**AIM OF THE EXERCISE**. Retype each entry below exactly as it stands.

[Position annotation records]
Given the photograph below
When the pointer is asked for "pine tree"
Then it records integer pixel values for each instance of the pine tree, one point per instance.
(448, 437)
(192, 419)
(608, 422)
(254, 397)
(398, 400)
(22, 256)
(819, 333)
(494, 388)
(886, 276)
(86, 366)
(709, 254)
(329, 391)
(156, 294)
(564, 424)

**EXPECTED ANSWER**.
Given the photograph below
When the pointer is asked for "pine tree"
Then it records integer pixel values for each instance of the pine tree, one point per instance.
(448, 437)
(192, 419)
(608, 422)
(254, 397)
(398, 400)
(22, 256)
(819, 333)
(494, 388)
(886, 276)
(86, 366)
(709, 254)
(329, 391)
(156, 294)
(564, 424)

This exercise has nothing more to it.